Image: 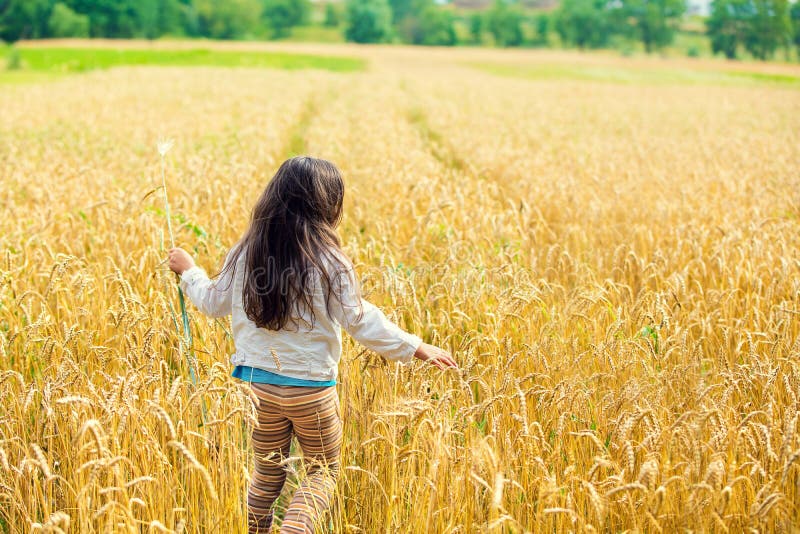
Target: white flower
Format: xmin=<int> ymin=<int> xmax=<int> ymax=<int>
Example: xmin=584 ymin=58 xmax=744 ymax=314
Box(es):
xmin=156 ymin=139 xmax=175 ymax=158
- - -
* DIRECTION *
Copy every line of the records above that contains the string "ymin". Case counts.

* OUTPUT BELOW *
Format: xmin=<int> ymin=<int> xmax=<int> ymax=<int>
Example: xmin=584 ymin=58 xmax=744 ymax=314
xmin=156 ymin=139 xmax=175 ymax=158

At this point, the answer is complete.